Excerpts from a location annotation dataset >>

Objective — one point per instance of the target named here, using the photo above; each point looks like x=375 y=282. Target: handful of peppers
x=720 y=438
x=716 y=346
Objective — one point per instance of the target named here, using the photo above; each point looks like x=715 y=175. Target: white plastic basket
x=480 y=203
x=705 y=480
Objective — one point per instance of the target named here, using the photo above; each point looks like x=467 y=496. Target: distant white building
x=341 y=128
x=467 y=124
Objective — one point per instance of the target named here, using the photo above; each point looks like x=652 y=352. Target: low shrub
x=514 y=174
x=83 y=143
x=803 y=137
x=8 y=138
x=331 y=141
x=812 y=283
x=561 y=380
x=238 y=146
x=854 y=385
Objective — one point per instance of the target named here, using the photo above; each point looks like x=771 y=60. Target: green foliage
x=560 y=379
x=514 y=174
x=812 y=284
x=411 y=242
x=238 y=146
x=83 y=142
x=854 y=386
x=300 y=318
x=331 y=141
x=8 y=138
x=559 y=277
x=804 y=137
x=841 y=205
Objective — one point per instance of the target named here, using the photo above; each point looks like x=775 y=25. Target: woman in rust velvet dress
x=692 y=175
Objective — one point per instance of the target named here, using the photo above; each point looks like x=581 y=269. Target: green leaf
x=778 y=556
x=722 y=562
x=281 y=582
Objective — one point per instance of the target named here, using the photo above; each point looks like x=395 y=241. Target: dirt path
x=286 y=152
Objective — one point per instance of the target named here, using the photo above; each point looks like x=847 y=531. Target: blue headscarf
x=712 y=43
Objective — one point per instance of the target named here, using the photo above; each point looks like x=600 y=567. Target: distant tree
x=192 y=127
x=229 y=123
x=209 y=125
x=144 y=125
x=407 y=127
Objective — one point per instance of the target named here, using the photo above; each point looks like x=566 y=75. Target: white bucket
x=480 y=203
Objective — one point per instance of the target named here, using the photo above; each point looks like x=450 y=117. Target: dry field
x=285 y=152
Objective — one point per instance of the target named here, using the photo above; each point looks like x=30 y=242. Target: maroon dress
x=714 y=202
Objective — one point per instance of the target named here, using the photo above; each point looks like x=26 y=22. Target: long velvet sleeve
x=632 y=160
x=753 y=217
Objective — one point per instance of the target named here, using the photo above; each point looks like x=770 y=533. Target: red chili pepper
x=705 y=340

Aim >>
Convert the records above into a JSON list of strings, one string per line, with blank lines left out.

Full solution >>
[
  "Objective — one point per instance of the target named here, using the photo above; each point looks like x=375 y=282. Target: handful of peppers",
  "x=720 y=438",
  "x=716 y=346",
  "Objective — one point per instance of the target named here, using the photo above; each point looks like x=715 y=175. Target: white plastic basket",
  "x=480 y=203",
  "x=705 y=480",
  "Objective — one point per instance of the target named here, using the photo above; each point looks like x=467 y=496. Target: distant white building",
  "x=341 y=128",
  "x=467 y=124",
  "Objective — one point per instance of the target named here, using the photo above; each point looks like x=652 y=352. Target: low shrub",
  "x=514 y=174",
  "x=83 y=143",
  "x=803 y=137",
  "x=8 y=138",
  "x=331 y=141",
  "x=812 y=283",
  "x=561 y=380",
  "x=238 y=146",
  "x=854 y=385",
  "Objective — one point per instance of the target named here, using the photo above; each point looks like x=771 y=60. Target: green foliage",
  "x=560 y=379",
  "x=514 y=174",
  "x=812 y=284",
  "x=411 y=242",
  "x=238 y=146",
  "x=83 y=142",
  "x=854 y=386",
  "x=300 y=318",
  "x=331 y=141",
  "x=8 y=138",
  "x=559 y=277",
  "x=804 y=137",
  "x=841 y=205",
  "Objective — one point per instance of the target named here, using the photo above; each point looks like x=775 y=25. Target: woman in rust velvet dress",
  "x=692 y=175",
  "Objective — one point per instance of the target named here, using the photo above; each point looks like x=581 y=269. Target: green leaf",
  "x=778 y=556",
  "x=722 y=562",
  "x=281 y=582",
  "Objective — one point per instance of the target named here, using the photo above; each point looks like x=395 y=241. Target: dirt path",
  "x=286 y=152",
  "Objective — one point per instance of the target named here, using the photo above; each point looks like x=847 y=531. Target: blue headscarf",
  "x=712 y=43",
  "Objective — one point per instance of the target named here, using the photo above; each point looks like x=600 y=567. Target: distant tree",
  "x=192 y=127",
  "x=229 y=123",
  "x=209 y=125",
  "x=144 y=125",
  "x=407 y=127",
  "Objective — one point per instance of the target named here, using the photo above; each point looks like x=566 y=75. Target: white bucket",
  "x=480 y=203",
  "Objective — one point per instance of the target named here, using the photo above; each point looks like x=450 y=117. Target: dry field",
  "x=285 y=152",
  "Objective — one point per instance of the target named here, using the photo above; each point looks like x=30 y=242. Target: maroon dress",
  "x=714 y=202",
  "Objective — one point per instance of the target named here, using the photo above; each point looks like x=26 y=22. Target: long velvet sleeve",
  "x=632 y=160",
  "x=753 y=217",
  "Objective — one point per instance of the target named here, using the photo above; each point looks like x=770 y=533. Target: red chili pepper",
  "x=705 y=340"
]